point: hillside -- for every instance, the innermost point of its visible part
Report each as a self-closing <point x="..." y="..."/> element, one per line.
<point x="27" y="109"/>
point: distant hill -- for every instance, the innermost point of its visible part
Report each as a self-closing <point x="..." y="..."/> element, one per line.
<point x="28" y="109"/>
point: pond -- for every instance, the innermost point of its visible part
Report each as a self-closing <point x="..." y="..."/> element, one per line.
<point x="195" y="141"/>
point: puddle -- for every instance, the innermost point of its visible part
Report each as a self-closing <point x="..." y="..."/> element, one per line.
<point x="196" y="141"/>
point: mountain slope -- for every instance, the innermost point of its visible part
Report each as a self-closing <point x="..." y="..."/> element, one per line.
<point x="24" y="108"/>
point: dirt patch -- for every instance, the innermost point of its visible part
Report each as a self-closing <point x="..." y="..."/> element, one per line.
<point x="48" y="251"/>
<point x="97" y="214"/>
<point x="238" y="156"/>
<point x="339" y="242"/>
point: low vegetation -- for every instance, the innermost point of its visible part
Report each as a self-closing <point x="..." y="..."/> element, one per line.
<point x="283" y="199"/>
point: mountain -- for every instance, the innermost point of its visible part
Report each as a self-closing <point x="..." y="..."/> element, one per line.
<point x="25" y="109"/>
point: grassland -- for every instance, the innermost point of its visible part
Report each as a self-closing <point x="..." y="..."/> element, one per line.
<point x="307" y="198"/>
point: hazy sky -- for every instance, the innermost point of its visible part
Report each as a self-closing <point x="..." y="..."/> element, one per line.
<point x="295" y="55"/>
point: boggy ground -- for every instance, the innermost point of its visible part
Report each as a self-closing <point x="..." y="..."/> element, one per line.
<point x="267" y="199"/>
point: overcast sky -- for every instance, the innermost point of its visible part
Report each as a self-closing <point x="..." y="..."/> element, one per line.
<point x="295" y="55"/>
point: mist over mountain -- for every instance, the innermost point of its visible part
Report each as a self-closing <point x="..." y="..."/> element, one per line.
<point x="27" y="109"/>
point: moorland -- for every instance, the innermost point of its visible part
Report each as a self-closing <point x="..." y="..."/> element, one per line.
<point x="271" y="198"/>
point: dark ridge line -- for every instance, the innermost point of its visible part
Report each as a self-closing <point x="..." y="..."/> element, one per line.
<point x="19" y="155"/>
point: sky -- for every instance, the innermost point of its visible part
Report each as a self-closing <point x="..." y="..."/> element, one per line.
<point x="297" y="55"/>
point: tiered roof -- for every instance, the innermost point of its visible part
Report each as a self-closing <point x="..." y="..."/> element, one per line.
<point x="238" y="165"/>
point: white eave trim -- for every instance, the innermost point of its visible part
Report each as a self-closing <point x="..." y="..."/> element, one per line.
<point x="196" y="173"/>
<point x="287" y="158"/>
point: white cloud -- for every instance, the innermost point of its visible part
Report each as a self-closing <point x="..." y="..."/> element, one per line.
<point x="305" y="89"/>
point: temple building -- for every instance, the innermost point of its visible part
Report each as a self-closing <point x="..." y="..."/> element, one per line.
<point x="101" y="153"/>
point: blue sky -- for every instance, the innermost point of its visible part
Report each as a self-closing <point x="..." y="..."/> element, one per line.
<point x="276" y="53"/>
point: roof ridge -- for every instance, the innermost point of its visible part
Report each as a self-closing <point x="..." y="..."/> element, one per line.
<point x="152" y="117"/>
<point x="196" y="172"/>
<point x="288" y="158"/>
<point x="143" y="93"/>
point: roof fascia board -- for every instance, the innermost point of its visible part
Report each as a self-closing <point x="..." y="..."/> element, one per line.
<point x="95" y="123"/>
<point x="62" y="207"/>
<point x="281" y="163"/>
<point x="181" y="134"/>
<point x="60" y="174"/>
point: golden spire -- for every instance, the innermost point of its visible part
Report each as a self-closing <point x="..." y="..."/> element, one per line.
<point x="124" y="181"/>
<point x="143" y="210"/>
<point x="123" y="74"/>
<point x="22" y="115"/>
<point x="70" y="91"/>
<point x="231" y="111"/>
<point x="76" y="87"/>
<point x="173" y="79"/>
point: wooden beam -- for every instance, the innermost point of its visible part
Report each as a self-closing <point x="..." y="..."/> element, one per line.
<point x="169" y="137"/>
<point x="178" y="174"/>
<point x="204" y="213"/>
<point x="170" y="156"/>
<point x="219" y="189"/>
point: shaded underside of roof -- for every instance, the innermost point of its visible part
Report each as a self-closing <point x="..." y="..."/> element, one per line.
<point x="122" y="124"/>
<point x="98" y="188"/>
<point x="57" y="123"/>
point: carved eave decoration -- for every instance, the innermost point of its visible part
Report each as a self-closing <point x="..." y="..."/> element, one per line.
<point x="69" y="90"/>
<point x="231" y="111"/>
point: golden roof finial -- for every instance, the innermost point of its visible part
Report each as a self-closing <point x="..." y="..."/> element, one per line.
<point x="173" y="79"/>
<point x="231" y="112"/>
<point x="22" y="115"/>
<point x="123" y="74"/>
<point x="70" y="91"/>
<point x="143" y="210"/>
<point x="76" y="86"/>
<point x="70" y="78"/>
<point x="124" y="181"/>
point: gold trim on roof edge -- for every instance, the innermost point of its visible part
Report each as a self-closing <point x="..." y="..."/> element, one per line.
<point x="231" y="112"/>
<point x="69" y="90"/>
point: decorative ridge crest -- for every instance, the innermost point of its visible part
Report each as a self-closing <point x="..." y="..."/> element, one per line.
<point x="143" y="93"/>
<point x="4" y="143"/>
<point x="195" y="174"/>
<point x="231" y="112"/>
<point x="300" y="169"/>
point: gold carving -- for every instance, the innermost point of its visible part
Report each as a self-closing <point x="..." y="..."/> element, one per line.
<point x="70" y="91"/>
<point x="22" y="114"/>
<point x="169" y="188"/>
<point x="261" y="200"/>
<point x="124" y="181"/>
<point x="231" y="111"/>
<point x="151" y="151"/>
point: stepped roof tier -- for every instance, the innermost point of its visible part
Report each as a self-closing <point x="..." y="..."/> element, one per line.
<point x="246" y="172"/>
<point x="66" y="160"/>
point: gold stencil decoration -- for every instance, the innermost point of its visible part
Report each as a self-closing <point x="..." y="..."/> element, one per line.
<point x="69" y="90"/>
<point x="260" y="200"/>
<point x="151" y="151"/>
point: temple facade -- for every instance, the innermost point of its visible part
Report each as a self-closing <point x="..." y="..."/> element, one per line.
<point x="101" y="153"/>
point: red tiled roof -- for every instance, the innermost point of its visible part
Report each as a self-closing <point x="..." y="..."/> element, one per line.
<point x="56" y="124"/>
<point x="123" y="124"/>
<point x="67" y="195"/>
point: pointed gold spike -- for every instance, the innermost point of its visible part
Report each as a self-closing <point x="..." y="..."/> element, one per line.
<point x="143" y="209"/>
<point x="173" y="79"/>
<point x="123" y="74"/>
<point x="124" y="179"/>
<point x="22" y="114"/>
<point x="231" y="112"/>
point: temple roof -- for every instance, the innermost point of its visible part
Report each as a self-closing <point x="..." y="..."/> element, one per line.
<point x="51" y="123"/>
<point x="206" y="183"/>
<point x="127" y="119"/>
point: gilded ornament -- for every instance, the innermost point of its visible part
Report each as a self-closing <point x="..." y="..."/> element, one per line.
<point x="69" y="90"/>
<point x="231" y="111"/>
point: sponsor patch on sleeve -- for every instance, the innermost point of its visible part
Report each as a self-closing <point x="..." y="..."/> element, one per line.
○ ○ ○
--- TASK TO CARRY OUT ---
Nothing in the listing may be changed; retype it all exactly.

--- RESULT FOR THIS TASK ---
point: hillside -- for every instance, the innermost point of its visible part
Report each as a self-closing <point x="..." y="..."/> element, one per line.
<point x="27" y="109"/>
point: distant hill -- for every instance, the innermost point of its visible part
Report each as a self-closing <point x="..." y="..."/> element, one per line.
<point x="28" y="109"/>
point: pond -- for every instance, the innermost point of its visible part
Report each as a self-closing <point x="..." y="..."/> element, one per line.
<point x="195" y="141"/>
point: puddle -- for every instance, the innermost point of its visible part
Report each as a self-closing <point x="..." y="..."/> element, one per line.
<point x="196" y="141"/>
point: mountain slope -- for every instance, the innermost point of its visible part
Report each as a self-closing <point x="..." y="..."/> element, one per line.
<point x="24" y="108"/>
point: dirt patch -- for every instance, the innermost point of its visible part
Report each as a self-closing <point x="..." y="..."/> element, one per line.
<point x="48" y="251"/>
<point x="97" y="214"/>
<point x="238" y="156"/>
<point x="339" y="242"/>
point: low vegetation -- for every instance, the innermost point of its visible part
Report each as a self-closing <point x="..." y="..."/> element, one per line.
<point x="283" y="199"/>
point: mountain -- for every instance, the innermost point of its visible part
Report each as a self-closing <point x="..." y="..."/> element, one per line.
<point x="25" y="109"/>
point: grassland -- for every instance, the innermost point of its visible part
Report each as a self-closing <point x="..." y="..."/> element, one per line.
<point x="307" y="198"/>
point: hazy sky -- for every instance, the innermost point of its visible part
Report each as a self-closing <point x="..." y="..."/> element, one per line.
<point x="295" y="55"/>
point: boggy ground -- for every instance, the innermost point of its visible part
Report each as a self-closing <point x="..." y="..."/> element, one per line.
<point x="267" y="199"/>
point: overcast sky -- for every instance, the innermost point of its visible part
Report each as a self-closing <point x="..." y="..."/> element, one per line.
<point x="295" y="55"/>
point: mist over mountain -- for every instance, the innermost point of its visible part
Report each as a self-closing <point x="..." y="..."/> element, one per line.
<point x="27" y="109"/>
point: moorland -- for every instance, the innermost point of its visible part
Report each as a self-closing <point x="..." y="..."/> element, one per line.
<point x="271" y="198"/>
point: dark ridge line -- for every instance, the innermost point of its visible part
Report each as a self-closing <point x="..." y="..."/> element, one per line.
<point x="19" y="155"/>
point: sky -- for every instance, the innermost point of its visible part
Report each as a self-closing <point x="..." y="..."/> element, one per line.
<point x="297" y="55"/>
point: tiered roof -- for every instance, the innermost point of its visible part
Report each as a self-closing <point x="..." y="..."/> element, one per line.
<point x="238" y="165"/>
point: white eave trim -- for every instance, the innermost point of its visible part
Report each as a self-closing <point x="..." y="..."/> element, one per line.
<point x="196" y="173"/>
<point x="287" y="158"/>
point: white cloud -- for every instance, the innermost point of its visible part
Report each as a self-closing <point x="..." y="..."/> element, one per line.
<point x="305" y="89"/>
point: temple building -- for every instance, the innermost point of its visible part
Report each as a self-closing <point x="..." y="..."/> element, one per line.
<point x="101" y="153"/>
point: blue sky -- for every instance, the innermost point of its visible part
Report each as a self-closing <point x="..." y="..."/> element, one per line.
<point x="276" y="53"/>
point: roof ridge -- for every instance, the innermost point of its visible part
Report each as a self-closing <point x="..." y="..."/> element, one per line.
<point x="152" y="117"/>
<point x="196" y="172"/>
<point x="288" y="158"/>
<point x="143" y="93"/>
point: roof fascia board -- for every instance, the innermost point of its visible part
Report each as a self-closing <point x="..." y="..."/> element, one per line.
<point x="95" y="123"/>
<point x="62" y="207"/>
<point x="281" y="163"/>
<point x="181" y="134"/>
<point x="60" y="174"/>
point: golden spire -- for every instance, the innermost point of its visible part
Report each as a self-closing <point x="..." y="..."/> element, one per line.
<point x="124" y="181"/>
<point x="143" y="210"/>
<point x="123" y="74"/>
<point x="22" y="115"/>
<point x="70" y="91"/>
<point x="231" y="111"/>
<point x="76" y="87"/>
<point x="173" y="79"/>
point: wooden beam -- for every instance, the innermost point of its visible part
Report each as a self-closing <point x="..." y="..."/> element, one per line.
<point x="169" y="137"/>
<point x="178" y="174"/>
<point x="204" y="213"/>
<point x="170" y="156"/>
<point x="219" y="189"/>
point: shaded underside of roof -- for every instance, the innermost point of its visible part
Report each as a self-closing <point x="..." y="..."/> element, one per line.
<point x="122" y="124"/>
<point x="98" y="188"/>
<point x="57" y="123"/>
point: carved eave decoration -- for every instance, the innermost point of its visible part
Report each as a self-closing <point x="..." y="..."/> element, one per line.
<point x="69" y="90"/>
<point x="231" y="111"/>
point: golden roof finial -- for every instance, the innermost point of its visible part
Report each as a self-closing <point x="..." y="..."/> element, one per line.
<point x="173" y="79"/>
<point x="231" y="112"/>
<point x="22" y="115"/>
<point x="123" y="74"/>
<point x="70" y="91"/>
<point x="143" y="210"/>
<point x="76" y="86"/>
<point x="70" y="78"/>
<point x="124" y="181"/>
point: gold trim on roof edge -- for every instance, the innermost point of its visible part
Report each as a self-closing <point x="..." y="..."/> element, one per line.
<point x="231" y="112"/>
<point x="69" y="90"/>
point: decorative ridge crest -- for every instance, the innermost point of its visible part
Report each as a self-closing <point x="..." y="..."/> element, one per line.
<point x="143" y="93"/>
<point x="4" y="143"/>
<point x="195" y="174"/>
<point x="231" y="112"/>
<point x="300" y="169"/>
point: gold carving -- for every instance, the innermost point of its visible part
Report each as a self-closing <point x="..." y="..."/> element, one per line.
<point x="70" y="91"/>
<point x="22" y="114"/>
<point x="169" y="188"/>
<point x="261" y="200"/>
<point x="124" y="181"/>
<point x="231" y="111"/>
<point x="151" y="151"/>
point: stepped roof tier -- for every instance, the innermost point of its visible part
Report each as a self-closing <point x="..." y="..."/> element, one per line.
<point x="246" y="172"/>
<point x="66" y="160"/>
point: gold stencil decoration -- for every instance, the innermost point of its visible part
Report each as a self-closing <point x="..." y="..."/> element, one per line.
<point x="69" y="90"/>
<point x="260" y="200"/>
<point x="151" y="151"/>
point: temple facade -- for every instance, the innermost point of its visible part
Report each as a self-closing <point x="..." y="..."/> element, one per line.
<point x="101" y="153"/>
point: red tiled roof -- for every instance, the innermost point of its visible part
Report each as a self-closing <point x="..." y="..."/> element, one per line.
<point x="56" y="124"/>
<point x="123" y="124"/>
<point x="67" y="195"/>
point: pointed gold spike -- for every instance, the innermost point of its visible part
Report each as a self-closing <point x="..." y="..."/> element, one per line.
<point x="143" y="209"/>
<point x="173" y="79"/>
<point x="123" y="74"/>
<point x="124" y="179"/>
<point x="22" y="114"/>
<point x="231" y="112"/>
point: temple roof -- for every instance, the innermost point of its visible part
Report each as a self-closing <point x="..." y="..."/> element, one per line.
<point x="51" y="123"/>
<point x="206" y="183"/>
<point x="127" y="119"/>
point: gilded ornament -- for every instance, the innermost point of its visible part
Report each as a self-closing <point x="..." y="..."/> element, one per line.
<point x="69" y="90"/>
<point x="231" y="111"/>
point: sponsor patch on sleeve -- for every instance, the innermost point of its visible part
Report each as a self-closing <point x="..." y="..."/> element, one per line.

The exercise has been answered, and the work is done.